The task:
Render the stretch of the listing from the line containing "Can you find the exhaust" through the line containing "[[132, 84]]", both included, as a JSON list of strings with one string per line and blank lines omitted. Leave out every other line.

Material provided:
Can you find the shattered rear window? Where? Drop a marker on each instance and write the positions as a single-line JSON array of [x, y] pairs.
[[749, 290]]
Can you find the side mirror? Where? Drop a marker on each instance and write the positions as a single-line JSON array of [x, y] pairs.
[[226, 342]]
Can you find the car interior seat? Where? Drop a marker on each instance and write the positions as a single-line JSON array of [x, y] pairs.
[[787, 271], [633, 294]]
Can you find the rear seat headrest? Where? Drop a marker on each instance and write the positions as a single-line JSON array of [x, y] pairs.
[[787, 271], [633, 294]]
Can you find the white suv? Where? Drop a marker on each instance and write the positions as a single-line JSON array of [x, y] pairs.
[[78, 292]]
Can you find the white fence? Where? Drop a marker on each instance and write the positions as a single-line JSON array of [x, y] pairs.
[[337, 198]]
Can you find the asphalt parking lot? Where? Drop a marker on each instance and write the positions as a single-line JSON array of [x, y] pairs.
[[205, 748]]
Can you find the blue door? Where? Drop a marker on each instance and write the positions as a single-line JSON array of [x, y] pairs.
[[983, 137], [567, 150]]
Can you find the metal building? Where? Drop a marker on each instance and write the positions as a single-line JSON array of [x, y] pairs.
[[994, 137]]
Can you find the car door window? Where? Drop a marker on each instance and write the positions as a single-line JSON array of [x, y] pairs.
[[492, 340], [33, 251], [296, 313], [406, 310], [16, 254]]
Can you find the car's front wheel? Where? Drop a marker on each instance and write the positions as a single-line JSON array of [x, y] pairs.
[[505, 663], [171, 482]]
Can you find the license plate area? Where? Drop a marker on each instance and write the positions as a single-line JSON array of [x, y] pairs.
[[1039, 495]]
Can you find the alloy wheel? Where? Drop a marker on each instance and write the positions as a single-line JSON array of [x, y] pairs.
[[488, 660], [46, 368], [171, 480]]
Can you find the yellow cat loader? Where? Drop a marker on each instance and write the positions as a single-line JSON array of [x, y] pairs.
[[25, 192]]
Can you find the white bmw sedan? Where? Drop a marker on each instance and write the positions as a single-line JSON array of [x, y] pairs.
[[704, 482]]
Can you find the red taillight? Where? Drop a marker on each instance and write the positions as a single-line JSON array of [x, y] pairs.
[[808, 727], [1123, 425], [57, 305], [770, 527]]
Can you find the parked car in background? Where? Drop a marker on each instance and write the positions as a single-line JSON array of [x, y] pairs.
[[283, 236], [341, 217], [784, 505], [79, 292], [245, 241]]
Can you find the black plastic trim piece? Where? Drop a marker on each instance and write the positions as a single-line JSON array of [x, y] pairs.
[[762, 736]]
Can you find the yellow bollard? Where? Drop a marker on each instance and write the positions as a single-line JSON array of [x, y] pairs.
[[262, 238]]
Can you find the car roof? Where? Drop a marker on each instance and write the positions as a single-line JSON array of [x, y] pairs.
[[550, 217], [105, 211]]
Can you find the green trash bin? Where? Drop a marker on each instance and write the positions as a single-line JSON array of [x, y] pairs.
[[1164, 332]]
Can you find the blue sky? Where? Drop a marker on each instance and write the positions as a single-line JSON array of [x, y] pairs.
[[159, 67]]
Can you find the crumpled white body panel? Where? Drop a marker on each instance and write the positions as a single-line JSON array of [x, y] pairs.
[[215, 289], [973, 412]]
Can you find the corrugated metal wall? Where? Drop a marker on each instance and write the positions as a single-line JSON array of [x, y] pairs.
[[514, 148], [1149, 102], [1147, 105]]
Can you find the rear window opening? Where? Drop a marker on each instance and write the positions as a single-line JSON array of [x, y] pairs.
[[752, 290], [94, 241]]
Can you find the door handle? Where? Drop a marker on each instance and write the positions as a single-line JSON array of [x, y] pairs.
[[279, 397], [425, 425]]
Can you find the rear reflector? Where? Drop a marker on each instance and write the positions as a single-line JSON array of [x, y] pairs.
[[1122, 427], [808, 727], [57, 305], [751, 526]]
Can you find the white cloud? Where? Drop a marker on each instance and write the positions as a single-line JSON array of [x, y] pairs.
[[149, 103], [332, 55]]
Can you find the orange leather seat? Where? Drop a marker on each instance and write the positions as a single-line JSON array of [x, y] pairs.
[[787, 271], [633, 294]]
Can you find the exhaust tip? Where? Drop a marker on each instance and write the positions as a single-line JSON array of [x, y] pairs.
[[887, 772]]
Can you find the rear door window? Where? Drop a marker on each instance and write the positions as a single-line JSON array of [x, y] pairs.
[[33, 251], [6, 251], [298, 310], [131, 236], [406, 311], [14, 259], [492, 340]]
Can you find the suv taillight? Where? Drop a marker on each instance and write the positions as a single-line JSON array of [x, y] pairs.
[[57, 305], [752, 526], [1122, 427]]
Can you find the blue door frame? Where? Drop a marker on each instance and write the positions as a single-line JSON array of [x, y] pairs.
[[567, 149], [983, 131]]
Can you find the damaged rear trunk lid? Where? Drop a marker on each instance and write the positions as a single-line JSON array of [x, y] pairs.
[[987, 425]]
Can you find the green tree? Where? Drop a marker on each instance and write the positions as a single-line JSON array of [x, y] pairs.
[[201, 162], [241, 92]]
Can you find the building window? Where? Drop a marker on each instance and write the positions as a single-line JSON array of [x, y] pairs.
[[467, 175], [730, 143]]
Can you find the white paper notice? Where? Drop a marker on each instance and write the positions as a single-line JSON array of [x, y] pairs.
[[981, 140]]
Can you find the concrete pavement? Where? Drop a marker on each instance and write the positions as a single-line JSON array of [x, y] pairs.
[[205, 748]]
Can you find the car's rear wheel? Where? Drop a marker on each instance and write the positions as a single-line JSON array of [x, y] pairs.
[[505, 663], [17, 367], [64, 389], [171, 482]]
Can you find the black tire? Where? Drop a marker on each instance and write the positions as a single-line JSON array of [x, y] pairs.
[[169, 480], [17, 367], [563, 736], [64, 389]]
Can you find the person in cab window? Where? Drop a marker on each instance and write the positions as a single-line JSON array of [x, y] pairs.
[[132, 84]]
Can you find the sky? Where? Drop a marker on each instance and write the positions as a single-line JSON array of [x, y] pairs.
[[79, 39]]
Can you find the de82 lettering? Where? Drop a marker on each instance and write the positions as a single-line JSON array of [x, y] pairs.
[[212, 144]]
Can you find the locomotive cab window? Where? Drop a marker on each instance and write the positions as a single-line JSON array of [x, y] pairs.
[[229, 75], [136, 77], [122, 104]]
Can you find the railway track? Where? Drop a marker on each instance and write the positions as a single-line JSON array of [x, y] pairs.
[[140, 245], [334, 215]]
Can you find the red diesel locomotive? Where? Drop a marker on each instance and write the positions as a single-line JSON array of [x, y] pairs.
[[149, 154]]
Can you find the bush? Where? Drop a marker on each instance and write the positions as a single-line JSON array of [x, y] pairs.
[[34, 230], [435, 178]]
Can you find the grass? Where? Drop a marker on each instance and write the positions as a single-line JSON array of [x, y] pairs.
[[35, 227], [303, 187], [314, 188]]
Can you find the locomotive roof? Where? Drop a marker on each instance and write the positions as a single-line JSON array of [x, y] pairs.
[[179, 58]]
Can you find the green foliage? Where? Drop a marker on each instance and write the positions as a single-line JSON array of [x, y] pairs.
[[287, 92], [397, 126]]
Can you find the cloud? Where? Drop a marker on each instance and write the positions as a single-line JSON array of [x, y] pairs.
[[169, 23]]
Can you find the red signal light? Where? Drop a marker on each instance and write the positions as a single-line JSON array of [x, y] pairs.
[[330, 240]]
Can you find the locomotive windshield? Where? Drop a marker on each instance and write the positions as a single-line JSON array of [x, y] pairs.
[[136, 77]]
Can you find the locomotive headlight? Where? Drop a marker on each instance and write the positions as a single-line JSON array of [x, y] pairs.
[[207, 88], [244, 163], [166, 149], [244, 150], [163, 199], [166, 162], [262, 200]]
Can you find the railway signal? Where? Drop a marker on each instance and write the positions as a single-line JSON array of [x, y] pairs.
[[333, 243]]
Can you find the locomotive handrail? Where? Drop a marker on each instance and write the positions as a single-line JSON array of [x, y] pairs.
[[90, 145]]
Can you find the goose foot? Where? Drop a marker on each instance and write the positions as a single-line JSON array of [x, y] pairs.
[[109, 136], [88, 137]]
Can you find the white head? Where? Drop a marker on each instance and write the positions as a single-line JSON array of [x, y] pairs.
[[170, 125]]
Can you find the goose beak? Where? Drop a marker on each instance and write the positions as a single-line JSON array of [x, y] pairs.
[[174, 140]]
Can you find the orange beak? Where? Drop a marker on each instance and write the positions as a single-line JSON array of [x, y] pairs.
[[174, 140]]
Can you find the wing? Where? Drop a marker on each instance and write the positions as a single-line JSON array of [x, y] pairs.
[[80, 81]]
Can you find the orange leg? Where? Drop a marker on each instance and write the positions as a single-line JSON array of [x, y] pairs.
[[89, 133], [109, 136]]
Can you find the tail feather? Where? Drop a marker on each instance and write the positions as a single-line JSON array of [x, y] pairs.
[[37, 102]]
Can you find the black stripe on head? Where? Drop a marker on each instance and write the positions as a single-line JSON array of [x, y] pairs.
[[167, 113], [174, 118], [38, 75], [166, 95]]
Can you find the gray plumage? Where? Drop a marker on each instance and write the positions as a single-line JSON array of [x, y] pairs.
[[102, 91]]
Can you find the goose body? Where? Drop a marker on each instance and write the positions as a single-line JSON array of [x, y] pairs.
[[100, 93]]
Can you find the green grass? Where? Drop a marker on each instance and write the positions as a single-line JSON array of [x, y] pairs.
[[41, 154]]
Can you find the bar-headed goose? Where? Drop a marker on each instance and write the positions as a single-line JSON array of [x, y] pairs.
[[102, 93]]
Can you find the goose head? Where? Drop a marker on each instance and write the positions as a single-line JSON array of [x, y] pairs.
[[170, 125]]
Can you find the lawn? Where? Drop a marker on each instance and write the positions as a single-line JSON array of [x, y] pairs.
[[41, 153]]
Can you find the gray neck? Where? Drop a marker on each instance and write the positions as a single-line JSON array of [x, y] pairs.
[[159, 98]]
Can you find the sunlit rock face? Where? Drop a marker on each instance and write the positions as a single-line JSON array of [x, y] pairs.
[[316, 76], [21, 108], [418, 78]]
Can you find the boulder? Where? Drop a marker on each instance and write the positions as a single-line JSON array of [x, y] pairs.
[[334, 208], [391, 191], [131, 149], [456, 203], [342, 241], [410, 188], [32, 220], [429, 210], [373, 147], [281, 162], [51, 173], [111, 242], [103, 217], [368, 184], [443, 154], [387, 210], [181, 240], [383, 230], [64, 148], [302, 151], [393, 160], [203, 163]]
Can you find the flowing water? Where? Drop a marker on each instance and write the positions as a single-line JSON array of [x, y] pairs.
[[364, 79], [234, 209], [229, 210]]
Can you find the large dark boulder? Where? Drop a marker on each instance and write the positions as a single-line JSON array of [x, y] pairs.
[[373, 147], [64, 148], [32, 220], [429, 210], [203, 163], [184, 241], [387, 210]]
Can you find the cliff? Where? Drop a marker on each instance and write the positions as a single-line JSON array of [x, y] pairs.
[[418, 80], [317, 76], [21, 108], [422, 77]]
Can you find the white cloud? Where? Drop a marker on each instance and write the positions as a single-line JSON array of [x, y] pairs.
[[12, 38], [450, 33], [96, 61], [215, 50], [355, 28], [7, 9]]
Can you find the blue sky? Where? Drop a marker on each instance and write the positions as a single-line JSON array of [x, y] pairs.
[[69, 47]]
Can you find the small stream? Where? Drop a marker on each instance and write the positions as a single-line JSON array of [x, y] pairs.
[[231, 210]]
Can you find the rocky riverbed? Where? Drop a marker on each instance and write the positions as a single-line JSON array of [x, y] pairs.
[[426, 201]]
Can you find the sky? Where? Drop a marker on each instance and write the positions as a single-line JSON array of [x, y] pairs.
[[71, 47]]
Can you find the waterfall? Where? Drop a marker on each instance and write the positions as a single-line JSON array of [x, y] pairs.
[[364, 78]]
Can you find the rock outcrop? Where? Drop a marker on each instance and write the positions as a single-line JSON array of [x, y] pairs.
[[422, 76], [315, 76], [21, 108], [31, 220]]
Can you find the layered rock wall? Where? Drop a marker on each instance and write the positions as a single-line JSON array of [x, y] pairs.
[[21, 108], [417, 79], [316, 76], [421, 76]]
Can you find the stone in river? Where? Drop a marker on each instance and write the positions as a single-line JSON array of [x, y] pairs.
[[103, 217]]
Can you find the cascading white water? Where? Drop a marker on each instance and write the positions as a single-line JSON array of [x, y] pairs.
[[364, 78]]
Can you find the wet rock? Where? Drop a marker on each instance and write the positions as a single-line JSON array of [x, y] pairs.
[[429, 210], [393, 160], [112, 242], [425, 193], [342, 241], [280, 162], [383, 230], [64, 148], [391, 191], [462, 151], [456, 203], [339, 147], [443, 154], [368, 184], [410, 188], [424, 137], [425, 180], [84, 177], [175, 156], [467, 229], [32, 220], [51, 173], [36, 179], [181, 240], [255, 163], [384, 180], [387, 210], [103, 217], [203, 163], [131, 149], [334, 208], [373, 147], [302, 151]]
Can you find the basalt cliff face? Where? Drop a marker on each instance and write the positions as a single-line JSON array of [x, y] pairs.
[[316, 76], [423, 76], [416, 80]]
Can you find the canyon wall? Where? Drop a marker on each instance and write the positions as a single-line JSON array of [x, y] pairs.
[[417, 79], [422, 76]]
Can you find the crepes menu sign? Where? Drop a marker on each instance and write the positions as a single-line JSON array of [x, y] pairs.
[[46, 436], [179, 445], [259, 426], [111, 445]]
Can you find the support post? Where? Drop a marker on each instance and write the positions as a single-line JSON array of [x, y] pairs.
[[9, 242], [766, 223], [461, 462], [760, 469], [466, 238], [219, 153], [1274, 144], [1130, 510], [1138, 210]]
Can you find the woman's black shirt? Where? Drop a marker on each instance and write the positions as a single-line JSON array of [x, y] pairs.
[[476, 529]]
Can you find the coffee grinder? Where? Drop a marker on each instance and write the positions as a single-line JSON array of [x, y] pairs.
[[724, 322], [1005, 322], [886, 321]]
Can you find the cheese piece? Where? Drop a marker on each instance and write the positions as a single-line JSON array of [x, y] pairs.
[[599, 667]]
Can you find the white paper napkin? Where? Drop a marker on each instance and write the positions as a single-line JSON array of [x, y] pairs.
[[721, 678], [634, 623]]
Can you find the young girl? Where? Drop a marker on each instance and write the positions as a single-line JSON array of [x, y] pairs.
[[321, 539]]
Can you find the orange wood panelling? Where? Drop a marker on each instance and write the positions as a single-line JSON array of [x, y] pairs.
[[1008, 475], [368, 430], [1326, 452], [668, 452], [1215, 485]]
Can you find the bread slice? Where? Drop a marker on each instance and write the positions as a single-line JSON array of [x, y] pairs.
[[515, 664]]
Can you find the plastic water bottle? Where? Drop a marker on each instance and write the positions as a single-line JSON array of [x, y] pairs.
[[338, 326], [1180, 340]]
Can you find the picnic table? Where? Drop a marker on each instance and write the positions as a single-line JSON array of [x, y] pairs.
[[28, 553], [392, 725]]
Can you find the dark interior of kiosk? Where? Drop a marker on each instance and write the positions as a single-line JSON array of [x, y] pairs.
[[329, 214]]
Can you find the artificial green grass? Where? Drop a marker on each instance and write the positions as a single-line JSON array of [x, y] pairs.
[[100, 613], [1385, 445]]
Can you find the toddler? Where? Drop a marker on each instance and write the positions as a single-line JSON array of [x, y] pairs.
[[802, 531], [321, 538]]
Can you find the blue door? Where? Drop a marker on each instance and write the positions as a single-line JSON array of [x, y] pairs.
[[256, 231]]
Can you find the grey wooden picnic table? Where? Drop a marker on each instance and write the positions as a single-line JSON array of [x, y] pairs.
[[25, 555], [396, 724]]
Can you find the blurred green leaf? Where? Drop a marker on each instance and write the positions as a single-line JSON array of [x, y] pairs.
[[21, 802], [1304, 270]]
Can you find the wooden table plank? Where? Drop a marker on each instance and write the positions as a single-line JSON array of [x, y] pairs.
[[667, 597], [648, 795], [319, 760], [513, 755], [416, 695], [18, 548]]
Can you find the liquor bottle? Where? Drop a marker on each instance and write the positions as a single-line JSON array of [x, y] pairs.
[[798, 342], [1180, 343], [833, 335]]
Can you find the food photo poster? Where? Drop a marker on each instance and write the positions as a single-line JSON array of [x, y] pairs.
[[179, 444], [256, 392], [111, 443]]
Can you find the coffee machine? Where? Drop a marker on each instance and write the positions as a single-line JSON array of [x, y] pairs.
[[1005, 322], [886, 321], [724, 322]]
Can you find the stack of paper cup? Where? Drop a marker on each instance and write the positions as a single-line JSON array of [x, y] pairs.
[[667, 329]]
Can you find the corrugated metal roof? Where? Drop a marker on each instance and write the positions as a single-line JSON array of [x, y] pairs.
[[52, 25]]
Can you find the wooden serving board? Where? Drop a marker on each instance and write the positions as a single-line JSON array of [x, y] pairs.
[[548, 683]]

Task output:
[
  "Can you find the exhaust tip? Where? Drop a marker on each instance and write the positions as a single-line JSON array of [x, y] pairs.",
  "[[887, 772]]",
  "Can you find the rear door window? Where? Drop a marker on each instance and write the positions as a single-line JSON array of [x, y] pairs.",
  "[[33, 251], [6, 251], [298, 310], [131, 236], [406, 311], [14, 259], [492, 340]]",
  "Can you find the suv taillight? Where? Drop a marker on each instance and write the positions as a single-line JSON array of [x, y] pairs.",
  "[[57, 305], [752, 526], [1122, 427]]",
  "Can you find the blue door frame? Where? Drop a marker on each instance and write the positions as a single-line JSON array of [x, y] pairs.",
  "[[567, 149], [983, 131]]",
  "Can you find the damaged rear trunk lid? Where? Drop a marker on each instance and write the positions as a single-line JSON array of [x, y] pairs.",
  "[[987, 425]]",
  "Can you find the green tree? Where? Drop a marker on each instance and write the positions as a single-line JSON array of [x, y] pairs.",
  "[[201, 162], [241, 92]]",
  "Can you find the building window? Where? Drop a marker on each instance and write the positions as a single-line JSON array of [x, y] pairs.",
  "[[467, 175], [730, 143]]",
  "Can you find the white paper notice? Where? Drop a marker on each instance and write the positions as a single-line JSON array of [x, y] pairs.",
  "[[981, 140]]",
  "Can you find the concrete pavement? Where? Drop a marker on each instance and write the positions as a single-line JSON array of [x, y] pairs.",
  "[[205, 748]]",
  "Can you find the car's rear wheel? Where? Drop a marker on each instance and write the positions as a single-line JSON array of [x, y] pairs.",
  "[[505, 663], [17, 367], [64, 389], [171, 482]]",
  "Can you find the black tire? Where? Drop a marker on each instance and write the positions as a single-line JSON array of [x, y] pairs.",
  "[[169, 480], [17, 367], [563, 736], [64, 389]]",
  "Can you find the person in cab window? Where? Drop a marker on each instance and write the positions as a single-line JSON array of [x, y] pairs.",
  "[[132, 84]]"
]